Starting at the line below holding "Target: fence post" and stopping at the line holding "Guideline: for every instance of the ground, the", print every line exactly, both ends included, and leave the rest out.

++++ Recorded information

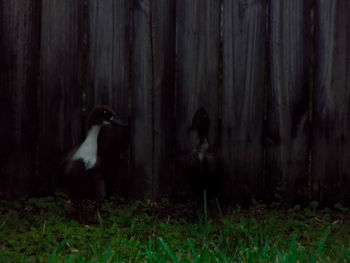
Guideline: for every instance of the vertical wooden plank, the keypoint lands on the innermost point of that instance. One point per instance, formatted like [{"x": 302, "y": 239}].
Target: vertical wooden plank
[
  {"x": 19, "y": 67},
  {"x": 331, "y": 124},
  {"x": 163, "y": 46},
  {"x": 243, "y": 93},
  {"x": 142, "y": 99},
  {"x": 197, "y": 78},
  {"x": 108, "y": 54},
  {"x": 60, "y": 91},
  {"x": 108, "y": 82},
  {"x": 153, "y": 57},
  {"x": 288, "y": 98}
]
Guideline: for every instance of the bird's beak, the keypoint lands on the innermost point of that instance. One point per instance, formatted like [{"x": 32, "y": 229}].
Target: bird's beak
[{"x": 119, "y": 122}]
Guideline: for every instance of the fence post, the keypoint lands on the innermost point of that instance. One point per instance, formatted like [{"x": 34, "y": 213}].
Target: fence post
[
  {"x": 287, "y": 133},
  {"x": 60, "y": 100},
  {"x": 331, "y": 105},
  {"x": 243, "y": 96},
  {"x": 19, "y": 67}
]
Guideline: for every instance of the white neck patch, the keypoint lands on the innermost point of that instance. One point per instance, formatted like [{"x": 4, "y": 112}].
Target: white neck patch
[{"x": 88, "y": 149}]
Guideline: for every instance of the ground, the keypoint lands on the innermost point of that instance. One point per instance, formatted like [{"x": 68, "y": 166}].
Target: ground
[{"x": 44, "y": 230}]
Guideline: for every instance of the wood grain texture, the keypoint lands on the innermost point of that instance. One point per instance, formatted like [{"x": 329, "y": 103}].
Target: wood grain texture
[
  {"x": 288, "y": 99},
  {"x": 197, "y": 73},
  {"x": 163, "y": 46},
  {"x": 153, "y": 72},
  {"x": 331, "y": 133},
  {"x": 19, "y": 67},
  {"x": 109, "y": 54},
  {"x": 60, "y": 106},
  {"x": 108, "y": 73},
  {"x": 142, "y": 99},
  {"x": 243, "y": 96}
]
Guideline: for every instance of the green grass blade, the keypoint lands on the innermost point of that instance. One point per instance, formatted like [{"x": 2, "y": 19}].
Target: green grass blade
[{"x": 167, "y": 249}]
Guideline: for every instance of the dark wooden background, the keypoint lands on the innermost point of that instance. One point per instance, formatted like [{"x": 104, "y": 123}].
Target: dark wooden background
[{"x": 274, "y": 76}]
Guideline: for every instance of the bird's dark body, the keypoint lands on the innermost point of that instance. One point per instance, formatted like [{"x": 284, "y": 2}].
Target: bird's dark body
[
  {"x": 202, "y": 167},
  {"x": 80, "y": 175},
  {"x": 79, "y": 183}
]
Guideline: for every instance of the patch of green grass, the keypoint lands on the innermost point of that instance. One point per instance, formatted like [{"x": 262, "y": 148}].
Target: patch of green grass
[{"x": 42, "y": 230}]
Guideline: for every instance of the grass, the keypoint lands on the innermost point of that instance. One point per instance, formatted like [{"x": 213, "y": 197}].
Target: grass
[{"x": 42, "y": 230}]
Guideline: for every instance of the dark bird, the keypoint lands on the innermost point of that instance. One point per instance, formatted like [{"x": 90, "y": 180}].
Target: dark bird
[
  {"x": 204, "y": 170},
  {"x": 80, "y": 174}
]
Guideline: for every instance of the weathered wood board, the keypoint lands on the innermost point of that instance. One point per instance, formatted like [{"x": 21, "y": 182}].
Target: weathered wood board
[
  {"x": 331, "y": 103},
  {"x": 287, "y": 133},
  {"x": 60, "y": 99},
  {"x": 244, "y": 37},
  {"x": 19, "y": 68}
]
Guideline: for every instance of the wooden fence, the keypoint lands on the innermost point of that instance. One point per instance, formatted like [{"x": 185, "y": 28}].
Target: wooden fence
[{"x": 274, "y": 76}]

++++++++

**Exercise response**
Target: fence post
[
  {"x": 287, "y": 133},
  {"x": 60, "y": 100},
  {"x": 331, "y": 105},
  {"x": 243, "y": 96},
  {"x": 19, "y": 67}
]
Guideline: for every instance of the white neck patch, the keypoint lands on the innermost point of that instance. One point per instance, formatted like [{"x": 4, "y": 112}].
Target: white neck patch
[{"x": 88, "y": 149}]
Guideline: for every instance of the ground, the keypoint lands on the innermost point of that instance. One point per instance, formatted like [{"x": 68, "y": 166}].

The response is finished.